INFORMATION:
[Start of section]

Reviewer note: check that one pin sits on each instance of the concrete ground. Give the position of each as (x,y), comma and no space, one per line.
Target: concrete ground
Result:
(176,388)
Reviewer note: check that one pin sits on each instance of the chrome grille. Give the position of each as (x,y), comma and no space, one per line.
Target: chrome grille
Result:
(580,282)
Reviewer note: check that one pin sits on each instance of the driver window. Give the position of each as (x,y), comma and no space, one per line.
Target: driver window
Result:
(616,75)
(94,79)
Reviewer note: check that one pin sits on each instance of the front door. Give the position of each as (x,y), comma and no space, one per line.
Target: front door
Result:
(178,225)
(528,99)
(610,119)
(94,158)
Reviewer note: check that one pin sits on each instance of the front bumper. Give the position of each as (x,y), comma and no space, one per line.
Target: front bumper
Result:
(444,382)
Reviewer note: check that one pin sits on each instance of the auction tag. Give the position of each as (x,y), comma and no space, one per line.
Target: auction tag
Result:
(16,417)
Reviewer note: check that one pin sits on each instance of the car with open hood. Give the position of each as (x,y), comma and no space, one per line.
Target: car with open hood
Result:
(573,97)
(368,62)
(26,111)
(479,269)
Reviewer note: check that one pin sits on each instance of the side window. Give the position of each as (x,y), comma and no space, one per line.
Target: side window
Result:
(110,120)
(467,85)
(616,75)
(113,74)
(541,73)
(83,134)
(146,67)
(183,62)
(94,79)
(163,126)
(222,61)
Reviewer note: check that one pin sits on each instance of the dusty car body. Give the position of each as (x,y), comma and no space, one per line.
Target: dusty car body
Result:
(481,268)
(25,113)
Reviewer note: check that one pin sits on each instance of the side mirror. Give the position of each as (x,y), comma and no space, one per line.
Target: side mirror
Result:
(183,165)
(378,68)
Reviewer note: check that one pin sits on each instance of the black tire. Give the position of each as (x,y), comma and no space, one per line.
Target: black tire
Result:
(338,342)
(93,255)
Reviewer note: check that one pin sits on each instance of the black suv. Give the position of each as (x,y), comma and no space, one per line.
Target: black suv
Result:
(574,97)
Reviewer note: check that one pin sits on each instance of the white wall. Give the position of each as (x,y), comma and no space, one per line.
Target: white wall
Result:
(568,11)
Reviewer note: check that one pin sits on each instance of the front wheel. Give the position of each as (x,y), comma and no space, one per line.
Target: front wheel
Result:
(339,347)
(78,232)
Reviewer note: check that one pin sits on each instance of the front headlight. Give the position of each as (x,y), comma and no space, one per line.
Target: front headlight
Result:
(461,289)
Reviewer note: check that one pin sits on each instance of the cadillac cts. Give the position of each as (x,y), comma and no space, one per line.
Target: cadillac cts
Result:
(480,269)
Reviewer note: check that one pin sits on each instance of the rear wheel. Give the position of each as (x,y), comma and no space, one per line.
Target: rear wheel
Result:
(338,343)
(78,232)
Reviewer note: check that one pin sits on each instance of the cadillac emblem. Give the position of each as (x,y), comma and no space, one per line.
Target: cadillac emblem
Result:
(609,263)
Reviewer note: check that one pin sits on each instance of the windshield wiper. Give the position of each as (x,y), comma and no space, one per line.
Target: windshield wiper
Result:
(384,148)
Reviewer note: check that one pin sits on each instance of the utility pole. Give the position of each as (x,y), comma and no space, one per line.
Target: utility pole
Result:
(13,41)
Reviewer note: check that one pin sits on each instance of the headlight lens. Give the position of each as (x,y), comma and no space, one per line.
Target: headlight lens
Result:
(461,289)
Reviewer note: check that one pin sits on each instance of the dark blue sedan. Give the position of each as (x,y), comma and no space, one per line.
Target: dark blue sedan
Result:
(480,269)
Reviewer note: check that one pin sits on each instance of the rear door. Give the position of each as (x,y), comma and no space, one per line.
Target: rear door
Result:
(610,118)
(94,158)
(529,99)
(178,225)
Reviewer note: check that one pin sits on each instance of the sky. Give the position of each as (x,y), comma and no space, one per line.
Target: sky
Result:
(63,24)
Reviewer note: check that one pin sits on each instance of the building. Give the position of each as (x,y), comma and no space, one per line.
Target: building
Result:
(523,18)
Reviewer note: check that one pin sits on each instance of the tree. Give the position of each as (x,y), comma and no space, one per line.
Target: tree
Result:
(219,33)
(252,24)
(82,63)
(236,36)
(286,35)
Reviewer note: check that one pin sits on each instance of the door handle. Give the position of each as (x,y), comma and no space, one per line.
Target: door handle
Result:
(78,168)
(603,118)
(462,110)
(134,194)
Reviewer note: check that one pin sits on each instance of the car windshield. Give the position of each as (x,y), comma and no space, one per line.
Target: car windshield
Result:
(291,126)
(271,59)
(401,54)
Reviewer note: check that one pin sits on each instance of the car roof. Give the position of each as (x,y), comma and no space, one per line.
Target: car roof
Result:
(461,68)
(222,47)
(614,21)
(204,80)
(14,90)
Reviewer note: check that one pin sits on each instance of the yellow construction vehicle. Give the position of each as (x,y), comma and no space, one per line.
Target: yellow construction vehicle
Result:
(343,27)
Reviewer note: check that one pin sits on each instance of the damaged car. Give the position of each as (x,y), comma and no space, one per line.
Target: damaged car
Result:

[End of section]

REQUIRED ACTION: The line containing "the car roof." and every line after it, through the end of the records, should be repeated exactly and alone.

SOLUTION FOR THIS EXERCISE:
Reviewer note: check that one pin sits on each instance of the car roof. Give the position of each as (x,y), comma and no space, one per line.
Target: car roof
Result:
(461,68)
(222,47)
(614,21)
(204,80)
(14,90)
Reviewer note: check that one pin sits on each instance of the yellow construction vehicle. Give the position of each as (x,y), comma and no space, one per line.
Target: yellow construction vehicle
Result:
(343,27)
Reviewer note: check that one pin sits on each instance of the damaged car. Give the position of each as (x,y), comma and no space, one per line.
Target: damaged car
Result:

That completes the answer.